(Source records)
+++

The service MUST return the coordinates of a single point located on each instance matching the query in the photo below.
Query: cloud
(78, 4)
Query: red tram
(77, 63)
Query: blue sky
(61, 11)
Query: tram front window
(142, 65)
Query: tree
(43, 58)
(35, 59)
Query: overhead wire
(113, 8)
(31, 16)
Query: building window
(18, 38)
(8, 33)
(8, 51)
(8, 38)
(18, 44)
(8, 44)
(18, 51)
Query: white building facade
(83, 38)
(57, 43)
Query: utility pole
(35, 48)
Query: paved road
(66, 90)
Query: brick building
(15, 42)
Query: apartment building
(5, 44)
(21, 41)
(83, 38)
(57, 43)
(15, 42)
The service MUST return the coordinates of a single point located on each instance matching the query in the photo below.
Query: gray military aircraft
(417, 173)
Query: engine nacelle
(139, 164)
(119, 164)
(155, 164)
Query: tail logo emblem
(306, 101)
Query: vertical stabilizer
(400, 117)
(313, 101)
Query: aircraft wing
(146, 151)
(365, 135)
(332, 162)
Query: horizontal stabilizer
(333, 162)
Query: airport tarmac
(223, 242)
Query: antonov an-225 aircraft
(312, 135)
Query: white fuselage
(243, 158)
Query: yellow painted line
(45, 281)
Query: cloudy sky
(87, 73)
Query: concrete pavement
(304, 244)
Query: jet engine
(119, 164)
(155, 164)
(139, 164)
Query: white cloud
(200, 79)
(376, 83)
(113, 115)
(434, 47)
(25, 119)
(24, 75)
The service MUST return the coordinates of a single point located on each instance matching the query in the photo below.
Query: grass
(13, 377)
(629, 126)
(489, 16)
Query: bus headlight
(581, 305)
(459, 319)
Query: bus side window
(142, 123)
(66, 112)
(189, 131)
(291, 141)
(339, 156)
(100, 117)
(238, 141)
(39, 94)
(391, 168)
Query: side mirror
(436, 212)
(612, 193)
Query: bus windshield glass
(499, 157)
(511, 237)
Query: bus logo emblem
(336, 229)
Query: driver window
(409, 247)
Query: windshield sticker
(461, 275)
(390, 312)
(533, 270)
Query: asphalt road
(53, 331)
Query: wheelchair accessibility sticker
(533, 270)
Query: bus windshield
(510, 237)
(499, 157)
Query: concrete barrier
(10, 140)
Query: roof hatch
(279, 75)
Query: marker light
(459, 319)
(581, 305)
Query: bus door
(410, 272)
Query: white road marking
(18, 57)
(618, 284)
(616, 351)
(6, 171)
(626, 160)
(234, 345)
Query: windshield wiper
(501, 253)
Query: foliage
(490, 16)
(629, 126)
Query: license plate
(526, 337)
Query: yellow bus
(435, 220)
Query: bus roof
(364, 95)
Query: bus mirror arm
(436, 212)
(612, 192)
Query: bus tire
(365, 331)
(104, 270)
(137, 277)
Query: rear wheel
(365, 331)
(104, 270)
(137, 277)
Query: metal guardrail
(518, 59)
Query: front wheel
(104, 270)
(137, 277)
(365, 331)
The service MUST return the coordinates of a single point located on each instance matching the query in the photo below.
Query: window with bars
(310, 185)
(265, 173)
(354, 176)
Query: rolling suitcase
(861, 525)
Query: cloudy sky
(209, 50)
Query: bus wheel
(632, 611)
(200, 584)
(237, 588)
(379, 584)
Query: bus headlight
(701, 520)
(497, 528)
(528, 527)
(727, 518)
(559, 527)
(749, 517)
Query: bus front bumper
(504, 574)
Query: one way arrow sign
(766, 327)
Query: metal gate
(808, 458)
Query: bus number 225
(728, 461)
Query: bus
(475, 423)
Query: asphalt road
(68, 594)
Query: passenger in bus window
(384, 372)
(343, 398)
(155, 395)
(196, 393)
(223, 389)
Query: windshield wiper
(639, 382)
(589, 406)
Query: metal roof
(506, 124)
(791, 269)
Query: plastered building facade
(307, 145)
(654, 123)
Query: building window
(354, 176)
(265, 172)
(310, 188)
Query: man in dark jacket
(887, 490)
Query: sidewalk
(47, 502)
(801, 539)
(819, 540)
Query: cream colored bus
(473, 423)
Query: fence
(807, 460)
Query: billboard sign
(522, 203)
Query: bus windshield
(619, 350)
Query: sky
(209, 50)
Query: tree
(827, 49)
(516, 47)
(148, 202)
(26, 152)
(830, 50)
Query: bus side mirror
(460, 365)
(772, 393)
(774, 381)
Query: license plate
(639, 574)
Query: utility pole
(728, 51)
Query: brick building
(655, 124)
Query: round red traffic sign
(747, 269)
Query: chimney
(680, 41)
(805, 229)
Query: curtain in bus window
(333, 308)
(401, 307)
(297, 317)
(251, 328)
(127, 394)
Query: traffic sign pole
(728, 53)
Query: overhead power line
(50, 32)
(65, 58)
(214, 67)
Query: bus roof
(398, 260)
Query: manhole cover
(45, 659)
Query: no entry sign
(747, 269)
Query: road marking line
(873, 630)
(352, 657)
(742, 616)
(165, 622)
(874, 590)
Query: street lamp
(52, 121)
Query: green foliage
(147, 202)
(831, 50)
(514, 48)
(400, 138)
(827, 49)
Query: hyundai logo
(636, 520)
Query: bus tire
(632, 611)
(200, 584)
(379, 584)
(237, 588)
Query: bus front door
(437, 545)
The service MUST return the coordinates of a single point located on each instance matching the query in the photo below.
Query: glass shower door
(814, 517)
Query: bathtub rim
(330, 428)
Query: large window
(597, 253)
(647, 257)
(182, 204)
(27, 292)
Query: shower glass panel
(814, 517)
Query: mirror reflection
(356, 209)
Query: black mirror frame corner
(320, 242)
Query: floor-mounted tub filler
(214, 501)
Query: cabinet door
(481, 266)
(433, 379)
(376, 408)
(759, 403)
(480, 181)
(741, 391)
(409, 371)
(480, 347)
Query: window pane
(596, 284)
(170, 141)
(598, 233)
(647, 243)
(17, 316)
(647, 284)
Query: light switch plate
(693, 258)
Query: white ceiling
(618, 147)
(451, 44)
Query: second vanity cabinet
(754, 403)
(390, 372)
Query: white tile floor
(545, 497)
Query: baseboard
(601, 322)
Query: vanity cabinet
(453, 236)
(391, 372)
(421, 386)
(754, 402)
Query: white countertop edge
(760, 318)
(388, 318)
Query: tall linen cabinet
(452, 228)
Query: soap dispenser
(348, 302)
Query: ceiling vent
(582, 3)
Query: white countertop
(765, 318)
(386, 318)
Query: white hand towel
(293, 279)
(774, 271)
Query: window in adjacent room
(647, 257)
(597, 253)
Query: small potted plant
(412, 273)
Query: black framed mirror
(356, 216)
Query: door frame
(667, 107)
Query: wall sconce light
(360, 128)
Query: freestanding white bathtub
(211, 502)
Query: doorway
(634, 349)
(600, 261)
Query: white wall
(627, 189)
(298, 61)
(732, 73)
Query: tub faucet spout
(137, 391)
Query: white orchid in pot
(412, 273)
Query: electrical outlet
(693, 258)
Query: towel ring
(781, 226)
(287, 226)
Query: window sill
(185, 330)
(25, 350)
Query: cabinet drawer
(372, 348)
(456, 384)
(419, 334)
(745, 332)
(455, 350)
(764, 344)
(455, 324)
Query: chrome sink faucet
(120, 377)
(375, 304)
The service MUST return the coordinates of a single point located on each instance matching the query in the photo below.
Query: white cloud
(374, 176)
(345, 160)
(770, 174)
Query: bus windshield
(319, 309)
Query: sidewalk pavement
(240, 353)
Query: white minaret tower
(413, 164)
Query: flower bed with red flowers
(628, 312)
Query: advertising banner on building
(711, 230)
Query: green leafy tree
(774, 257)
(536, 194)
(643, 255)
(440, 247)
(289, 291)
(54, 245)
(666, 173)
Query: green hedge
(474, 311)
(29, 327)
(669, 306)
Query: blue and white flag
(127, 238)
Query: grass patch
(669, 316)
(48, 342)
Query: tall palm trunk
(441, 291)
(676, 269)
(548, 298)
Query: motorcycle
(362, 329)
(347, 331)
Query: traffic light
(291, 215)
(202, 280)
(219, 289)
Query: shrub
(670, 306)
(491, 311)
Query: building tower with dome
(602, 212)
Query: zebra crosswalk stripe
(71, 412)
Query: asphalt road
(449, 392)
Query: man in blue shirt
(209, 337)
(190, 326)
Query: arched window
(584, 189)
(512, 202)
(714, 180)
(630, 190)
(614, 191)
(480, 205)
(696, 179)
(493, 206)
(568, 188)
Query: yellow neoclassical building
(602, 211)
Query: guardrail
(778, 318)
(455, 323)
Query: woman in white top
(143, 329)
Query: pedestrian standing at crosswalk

+++

→ **Problem statement**:
No lines before the one containing "Query: cabinet drawer" belong in the answer; write out that line and each one after it exactly, through the end of the records.

→ **Exercise solution**:
Query: cabinet drawer
(372, 348)
(456, 384)
(419, 334)
(745, 332)
(455, 350)
(764, 344)
(455, 324)
Query: chrome sink faucet
(120, 377)
(375, 304)
The service MUST return the coordinates of a single point located on each instance matching the query in the photo below.
Query: white cloud
(374, 176)
(345, 160)
(770, 174)
Query: bus windshield
(319, 309)
Query: sidewalk pavement
(240, 353)
Query: white minaret tower
(413, 164)
Query: flower bed with red flowers
(628, 312)
Query: advertising banner on building
(711, 230)
Query: green leafy tree
(774, 257)
(536, 194)
(643, 255)
(440, 247)
(289, 291)
(54, 245)
(666, 173)
Query: green hedge
(474, 311)
(29, 327)
(669, 306)
Query: blue and white flag
(127, 238)
Query: grass patch
(669, 316)
(48, 342)
Query: tall palm trunk
(441, 291)
(676, 269)
(548, 298)
Query: motorcycle
(362, 329)
(347, 331)
Query: traffic light
(291, 215)
(202, 280)
(219, 289)
Query: shrub
(670, 306)
(491, 311)
Query: building tower with dome
(602, 212)
Query: zebra crosswalk stripe
(71, 412)
Query: asphalt road
(449, 392)
Query: man in blue shirt
(209, 337)
(190, 326)
Query: arched window
(584, 189)
(512, 202)
(714, 180)
(630, 190)
(614, 191)
(480, 205)
(696, 179)
(493, 206)
(568, 188)
Query: yellow neoclassical building
(602, 211)
Query: guardrail
(778, 318)
(455, 323)
Query: woman in white top
(143, 329)
Query: pedestrian standing at crosswalk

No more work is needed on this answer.